• _WHAT TO DO_: Read the data and repeat all of it exactly.

Items from a dataset
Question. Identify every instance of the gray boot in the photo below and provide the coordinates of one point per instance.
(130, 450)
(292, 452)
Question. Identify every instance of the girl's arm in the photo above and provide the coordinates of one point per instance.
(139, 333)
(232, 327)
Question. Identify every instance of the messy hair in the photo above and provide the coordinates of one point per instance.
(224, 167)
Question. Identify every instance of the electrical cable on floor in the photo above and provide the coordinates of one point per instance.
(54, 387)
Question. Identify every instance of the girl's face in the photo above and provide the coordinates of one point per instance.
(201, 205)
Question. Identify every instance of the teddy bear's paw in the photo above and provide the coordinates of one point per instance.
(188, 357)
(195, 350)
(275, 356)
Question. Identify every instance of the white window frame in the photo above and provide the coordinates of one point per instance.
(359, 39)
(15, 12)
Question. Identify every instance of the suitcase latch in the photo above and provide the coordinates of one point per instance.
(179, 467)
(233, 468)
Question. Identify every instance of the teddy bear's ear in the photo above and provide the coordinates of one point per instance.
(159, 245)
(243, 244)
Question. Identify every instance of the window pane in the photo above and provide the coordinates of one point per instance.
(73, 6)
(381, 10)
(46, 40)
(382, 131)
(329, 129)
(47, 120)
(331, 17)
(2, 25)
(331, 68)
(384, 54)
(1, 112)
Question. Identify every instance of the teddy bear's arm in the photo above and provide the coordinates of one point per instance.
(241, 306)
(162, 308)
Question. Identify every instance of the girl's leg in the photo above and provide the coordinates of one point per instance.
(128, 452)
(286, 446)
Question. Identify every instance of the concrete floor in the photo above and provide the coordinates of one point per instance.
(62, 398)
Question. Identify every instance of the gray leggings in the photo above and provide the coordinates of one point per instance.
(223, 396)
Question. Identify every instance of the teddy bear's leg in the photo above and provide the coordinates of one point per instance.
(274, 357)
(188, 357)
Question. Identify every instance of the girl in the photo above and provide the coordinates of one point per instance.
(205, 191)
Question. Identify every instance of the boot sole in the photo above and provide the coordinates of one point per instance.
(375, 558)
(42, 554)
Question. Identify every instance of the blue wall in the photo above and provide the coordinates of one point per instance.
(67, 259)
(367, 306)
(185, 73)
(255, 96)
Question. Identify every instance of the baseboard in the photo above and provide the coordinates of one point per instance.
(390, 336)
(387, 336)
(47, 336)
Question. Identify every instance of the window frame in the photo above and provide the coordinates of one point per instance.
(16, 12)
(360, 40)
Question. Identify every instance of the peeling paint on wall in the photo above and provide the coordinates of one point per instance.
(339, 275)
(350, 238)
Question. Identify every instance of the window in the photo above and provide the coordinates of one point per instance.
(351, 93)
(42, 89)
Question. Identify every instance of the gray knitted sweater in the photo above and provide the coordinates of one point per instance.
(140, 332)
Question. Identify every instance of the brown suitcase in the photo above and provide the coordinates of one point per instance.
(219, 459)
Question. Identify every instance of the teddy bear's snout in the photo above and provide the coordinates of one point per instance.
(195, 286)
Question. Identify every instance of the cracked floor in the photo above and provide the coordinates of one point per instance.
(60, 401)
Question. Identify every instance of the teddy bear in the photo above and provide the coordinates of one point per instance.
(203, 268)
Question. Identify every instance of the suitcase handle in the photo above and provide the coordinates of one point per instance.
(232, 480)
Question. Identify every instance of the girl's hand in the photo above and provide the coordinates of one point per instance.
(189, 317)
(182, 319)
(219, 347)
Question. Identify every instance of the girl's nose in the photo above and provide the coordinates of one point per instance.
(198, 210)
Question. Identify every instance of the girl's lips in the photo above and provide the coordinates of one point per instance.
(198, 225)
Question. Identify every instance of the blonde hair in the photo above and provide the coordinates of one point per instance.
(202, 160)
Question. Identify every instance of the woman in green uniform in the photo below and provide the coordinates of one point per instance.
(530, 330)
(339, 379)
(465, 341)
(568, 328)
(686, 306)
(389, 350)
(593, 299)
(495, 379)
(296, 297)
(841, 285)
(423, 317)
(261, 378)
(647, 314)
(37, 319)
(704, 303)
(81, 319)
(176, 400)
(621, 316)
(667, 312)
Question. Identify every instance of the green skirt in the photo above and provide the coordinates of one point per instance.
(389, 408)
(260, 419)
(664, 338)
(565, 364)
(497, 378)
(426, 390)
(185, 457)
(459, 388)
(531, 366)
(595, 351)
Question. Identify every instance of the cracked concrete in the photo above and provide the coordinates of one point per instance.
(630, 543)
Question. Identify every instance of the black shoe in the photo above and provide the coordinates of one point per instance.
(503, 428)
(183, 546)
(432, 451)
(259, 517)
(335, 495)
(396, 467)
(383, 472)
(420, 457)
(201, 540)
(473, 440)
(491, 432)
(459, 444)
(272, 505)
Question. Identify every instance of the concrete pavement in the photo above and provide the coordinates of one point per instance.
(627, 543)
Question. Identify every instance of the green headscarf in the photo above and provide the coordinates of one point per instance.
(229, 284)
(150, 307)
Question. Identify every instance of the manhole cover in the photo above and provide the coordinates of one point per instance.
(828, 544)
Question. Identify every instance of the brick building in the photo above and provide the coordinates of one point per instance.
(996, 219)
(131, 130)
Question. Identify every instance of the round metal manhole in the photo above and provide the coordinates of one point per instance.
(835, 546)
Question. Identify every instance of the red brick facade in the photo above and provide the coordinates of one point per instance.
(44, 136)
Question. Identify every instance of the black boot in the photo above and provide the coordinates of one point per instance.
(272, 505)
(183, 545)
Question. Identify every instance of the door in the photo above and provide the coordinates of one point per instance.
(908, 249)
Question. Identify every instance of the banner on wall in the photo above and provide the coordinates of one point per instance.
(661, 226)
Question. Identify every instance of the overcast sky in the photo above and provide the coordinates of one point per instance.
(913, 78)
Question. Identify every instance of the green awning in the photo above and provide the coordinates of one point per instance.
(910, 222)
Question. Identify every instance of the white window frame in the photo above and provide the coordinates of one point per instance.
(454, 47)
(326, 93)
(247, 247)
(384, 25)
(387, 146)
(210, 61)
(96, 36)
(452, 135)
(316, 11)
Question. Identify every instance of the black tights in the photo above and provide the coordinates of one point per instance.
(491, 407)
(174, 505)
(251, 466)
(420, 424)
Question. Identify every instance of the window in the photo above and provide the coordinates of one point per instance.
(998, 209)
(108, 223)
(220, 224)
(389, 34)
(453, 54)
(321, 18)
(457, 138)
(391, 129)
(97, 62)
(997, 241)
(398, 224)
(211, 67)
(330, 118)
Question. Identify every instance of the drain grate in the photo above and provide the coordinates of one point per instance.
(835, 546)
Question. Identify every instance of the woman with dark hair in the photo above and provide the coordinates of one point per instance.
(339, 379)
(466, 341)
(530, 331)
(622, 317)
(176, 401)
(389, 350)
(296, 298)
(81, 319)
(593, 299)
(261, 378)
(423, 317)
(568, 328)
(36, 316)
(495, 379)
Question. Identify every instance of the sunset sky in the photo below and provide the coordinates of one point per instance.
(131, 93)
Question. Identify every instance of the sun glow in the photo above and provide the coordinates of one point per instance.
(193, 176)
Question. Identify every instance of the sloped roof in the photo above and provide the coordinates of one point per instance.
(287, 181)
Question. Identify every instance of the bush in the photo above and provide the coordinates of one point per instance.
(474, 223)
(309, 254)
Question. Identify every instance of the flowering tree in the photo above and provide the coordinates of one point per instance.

• _WORKED SOLUTION_:
Question. Identify every instance of the gray boot in the photo below and provide the coordinates of one point per instance.
(130, 450)
(292, 452)
Question. Identify every instance of the girl's arm in the photo above and provide the coordinates of one point per instance.
(139, 333)
(232, 327)
Question. Identify every instance of the messy hair in the photo above and provide the coordinates of one point per instance.
(224, 167)
Question. Identify every instance of the electrical cable on floor in the photo above and provide the coordinates of one point per instance.
(54, 387)
Question. Identify every instance of the girl's face in the photo above and provide the coordinates of one point per instance.
(201, 205)
Question. Identify every instance of the teddy bear's paw in the photo above and provide the coordinates of one point per instance.
(188, 357)
(195, 350)
(275, 356)
Question. Identify every instance of the white window frame in the photo above and provide the coordinates of one point per instance.
(359, 39)
(15, 12)
Question. Identify every instance of the suitcase latch in the photo above and provide the coordinates of one point per instance.
(179, 467)
(233, 468)
Question. Identify every instance of the teddy bear's ear in the photo above and provide the coordinates of one point per instance.
(159, 245)
(243, 244)
Question. Identify every instance of the window pane in the photo above and provide the coordinates of one point per instance.
(73, 6)
(381, 10)
(46, 40)
(382, 131)
(329, 129)
(47, 120)
(331, 17)
(2, 25)
(331, 68)
(384, 54)
(1, 112)
Question. Identify every instance of the teddy bear's arm in the photo above and provide the coordinates of one point per instance.
(241, 306)
(162, 308)
Question. Identify every instance of the girl's leg in the photo above and provide the coordinates of one point per instance.
(128, 452)
(286, 446)
Question. Identify every instance of the concrete floor in the photo above and provide the coordinates of one point per instance.
(62, 398)
Question. Identify every instance of the gray leggings in the photo above and provide the coordinates of one point per instance.
(223, 396)
Question. Identify every instance of the teddy bear's leg in the photo above and provide the coordinates of one point per instance.
(274, 357)
(188, 357)
Question. Identify every instance of the girl in the photo above and provide the coordinates of one point per instance.
(205, 191)
Question. Identify every instance of the boot sole in the photo above and provide the coordinates of one point per instance.
(375, 558)
(42, 554)
Question. Identify every instance of the blue wall in the photo above and provide the coordinates of one point per instance.
(67, 259)
(367, 306)
(185, 73)
(255, 96)
Question. Identify every instance of the baseboard in the photo above and provide the coordinates of one point per instance.
(390, 336)
(387, 336)
(47, 336)
Question. Identify every instance of the window frame in the photo above and provide the coordinates of one point per instance.
(16, 12)
(360, 40)
Question. Identify every instance of the peeling paint on wall in the photo above and provide the coordinates of one point per instance.
(339, 275)
(350, 238)
Question. Identify every instance of the window in the photo above and provide the coordinates of one point per instance.
(351, 93)
(42, 89)
Question. Identify every instance of the gray knitted sweater in the photo above and provide the coordinates of one point per instance.
(140, 332)
Question. Identify every instance of the brown suitcase in the photo above and provide the coordinates of one point per instance.
(219, 459)
Question. Identify every instance of the teddy bear's snout in the photo above and provide the coordinates of one point per instance.
(195, 286)
Question. Identify every instance of the cracked floor in the photo above and provide the coordinates of one point per instance.
(60, 401)
Question. Identify every instance of the teddy bear in the photo above and provide the coordinates of one point per instance.
(203, 268)
Question. Identify every instance of the suitcase handle in the photo above and provide the coordinates of one point per instance.
(232, 480)
Question. Identify every instance of the girl's hand in the photo above and provide the coordinates of one point per instance.
(189, 317)
(182, 319)
(219, 347)
Question. Identify every instance of the girl's nose in the photo above and provide the coordinates of one point per instance.
(198, 210)
Question. Identify every instance of the girl's lips in the photo above and provide the coordinates of one point per instance.
(198, 225)
Question. Identify every instance of the blonde hair in the photo above and provide the coordinates of one point per instance.
(202, 160)
Question. Identify every instance of the woman in green uniform in the photo below and provide the coordinates of one point per instance.
(530, 330)
(339, 379)
(465, 341)
(568, 328)
(686, 306)
(389, 350)
(593, 299)
(495, 379)
(296, 297)
(841, 285)
(423, 317)
(261, 378)
(647, 314)
(37, 319)
(704, 303)
(81, 319)
(176, 400)
(621, 316)
(667, 312)
Question. Identify every instance of the green skirt in the photo above and provide the coordinates of one point per instance.
(389, 408)
(260, 419)
(664, 338)
(565, 364)
(497, 378)
(426, 390)
(185, 457)
(459, 388)
(531, 366)
(595, 351)
Question. Identify every instance of the cracked concrete in the photo above and provide the coordinates of one point per instance.
(630, 543)
Question. Identify every instance of the black shoe in the photo above and provide the coordinates of one point per instance.
(503, 428)
(183, 546)
(432, 451)
(259, 517)
(335, 495)
(396, 467)
(383, 472)
(420, 457)
(201, 540)
(473, 440)
(491, 432)
(459, 444)
(272, 505)
Question. Identify every instance of the concrete pavement in the photo above and provide the coordinates of one point per instance.
(627, 543)
Question. Identify every instance of the green headscarf in the photo above and provide the coordinates of one point per instance.
(229, 284)
(150, 307)
Question. Identify every instance of the manhole cover in the photo above and provide the coordinates of one point per instance.
(828, 544)
Question. Identify every instance of the brick building in the photo above and provide the coordinates of one point per instance.
(996, 219)
(131, 130)
Question. Identify every instance of the round metal manhole in the photo above and provide the coordinates of one point per instance.
(835, 546)
Question. Identify every instance of the red brick facade in the photo above and provide the coordinates of one point per instance.
(44, 136)
Question. Identify every instance of the black boot in the photo above and provide the coordinates of one point per instance.
(272, 505)
(183, 545)
Question. Identify every instance of the door in the photo above and provide the coordinates of one point per instance.
(908, 249)
Question. Identify every instance of the banner on wall in the photo above and provide the coordinates of one point per instance.
(661, 226)
Question. Identify every instance of the overcast sky in the photo above and provide the coordinates of one point per instance.
(913, 78)
Question. Identify every instance of the green awning in the photo above and provide the coordinates of one point per instance.
(910, 222)
Question. Identify every instance of the white window frame in the photo above and provide the coordinates of one point per instance.
(454, 47)
(326, 93)
(247, 247)
(384, 25)
(387, 146)
(210, 61)
(96, 36)
(452, 135)
(316, 11)
Question. Identify every instance of the black tights in the photo above and provide the coordinates of one point per instance.
(491, 407)
(174, 505)
(251, 466)
(420, 424)
Question. Identify every instance of the window in the photo above and provide the coordinates of one point per instance.
(998, 209)
(108, 223)
(220, 224)
(389, 34)
(453, 54)
(321, 18)
(457, 138)
(391, 129)
(97, 62)
(997, 241)
(398, 224)
(211, 67)
(330, 118)
Question. Identify every instance of the drain grate in the photo above and provide the coordinates of one point per instance.
(835, 546)
Question. Identify every instance of the woman with dark hair in the photo above and provide the coordinates of one point per instance.
(339, 379)
(466, 341)
(530, 331)
(622, 317)
(176, 401)
(389, 350)
(296, 298)
(81, 319)
(593, 299)
(261, 378)
(423, 317)
(568, 328)
(36, 316)
(495, 379)
Question. Identify every instance of the sunset sky in the photo below and provide the coordinates of one point per instance.
(131, 93)
Question. Identify every instance of the sun glow in the photo above and provide the coordinates of one point per instance.
(193, 176)
Question. Identify every instance of the sloped roof in the photo above and provide the coordinates of one point per instance.
(287, 181)
Question. Identify every instance of the bush in the photo above and provide the coordinates of one point per instance.
(474, 223)
(309, 254)
Question. Identify every instance of the flowering tree in the photo above and provide the coordinates of one point per instance.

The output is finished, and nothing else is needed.